*Exercise brief*. Please copy the passage of the episode review that begins at the words "What works in" and stops after "across as silly.".

--- Begin Text provided ---

The plot on Voyager should have been so much better. When I realised the set-up I figured this would be an excellent opportunity to show some dissent amongst the crew now that the two main leaders are gone, but instead we just got a standard "Vulcan as captain being too logical for emotional crew" storyline. The Galileo Seven, The Gamesters of Triskelion, That Which Survives... TOS covered this concept 30 years ago. TNG even did a few of these episodes with Data, nothing new or interesting was brought to the table. I liked the fact that Kim finally got to do something, but that wasn't enough to save this story. And Tuvok changed his mind far too easily after Kes talked to him.

What works in this episode is the J/C stuff on the planet. Both of their characters come to life in new and interesting ways once the pressures of command are taken off their shoulders, and I really liked Chakotay in this episode. What I didn't like was the monkey, it was a metaphor for something but I'm damned if I know what and it just came across as silly.

What bothers me is the ambiguity of the ending. Some might say that it was supposed to be that way so that we could use our imagination to fill in the missing scene, but I think it was a cowardly attempt to shy away from any consequences. They could have kissed, they could have cuddled, they could have had the most passionate night the Delta Quadrant has ever seen! Or they could have made some soup in the bathtub to eat over the next few weeks. We'll never know.

This reminds me an awful lot of the BSG episode Unfinished Business, that episode showed Roslin and Adama getting high on New Caprica and snuggling up out in the wilderness, but we are never told if they did anything more. (Unless that was on the extended cut which they didn't put on the R2 DVDs. :mad:) The difference is that that scene is where Roslin first starts talking about building a cabin, and this has an emotional resonance throughout the rest of the series, ending with an absolutely beautiful shot in the finale. I don't remember Resolutions having much weight later in the series.

--- End Text provided ---
--- Begin Data lines ---

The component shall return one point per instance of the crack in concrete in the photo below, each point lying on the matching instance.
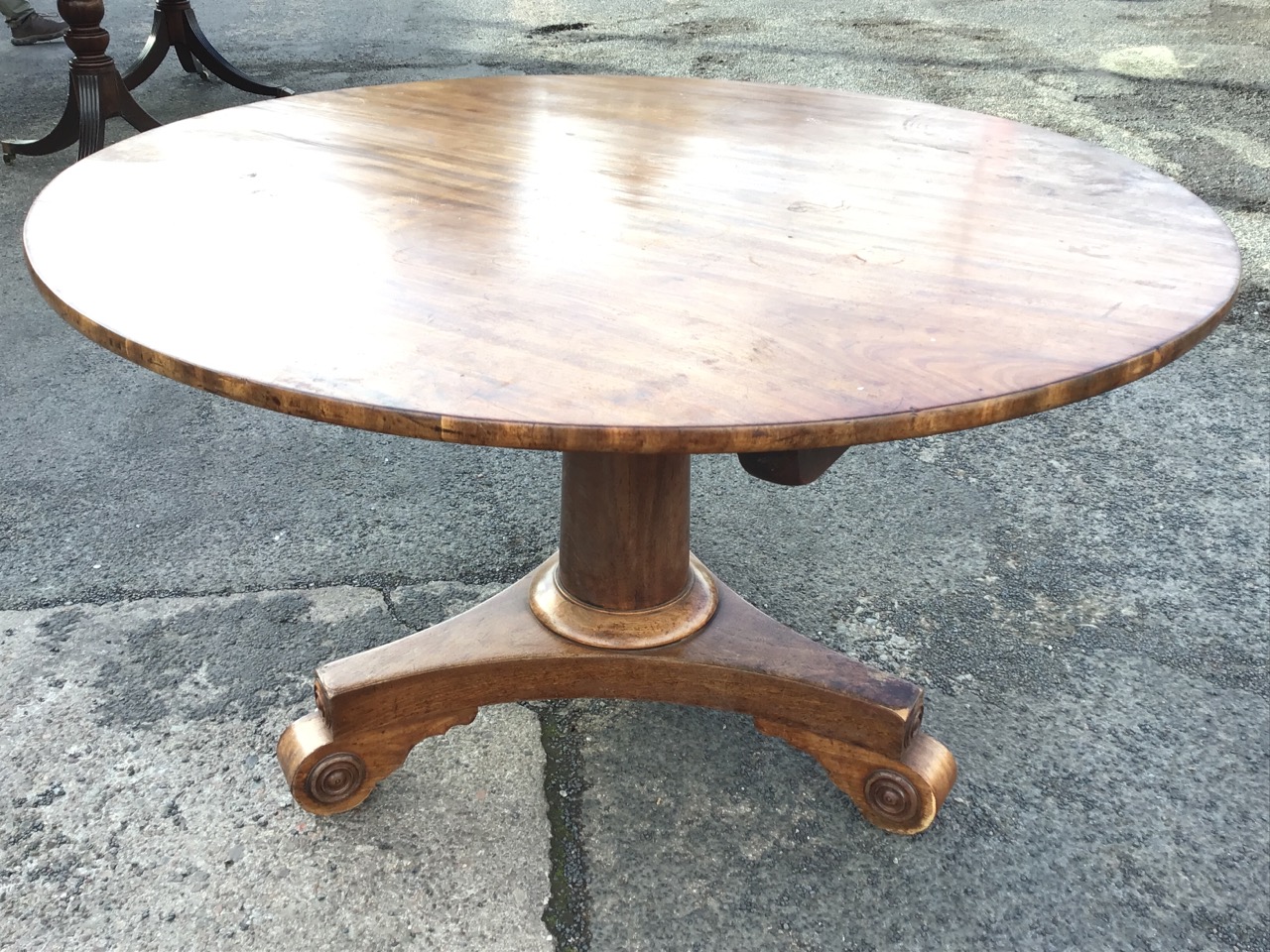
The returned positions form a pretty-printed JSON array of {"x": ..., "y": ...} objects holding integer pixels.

--- End Data lines ---

*Task output*.
What works in this episode is the J/C stuff on the planet. Both of their characters come to life in new and interesting ways once the pressures of command are taken off their shoulders, and I really liked Chakotay in this episode. What I didn't like was the monkey, it was a metaphor for something but I'm damned if I know what and it just came across as silly.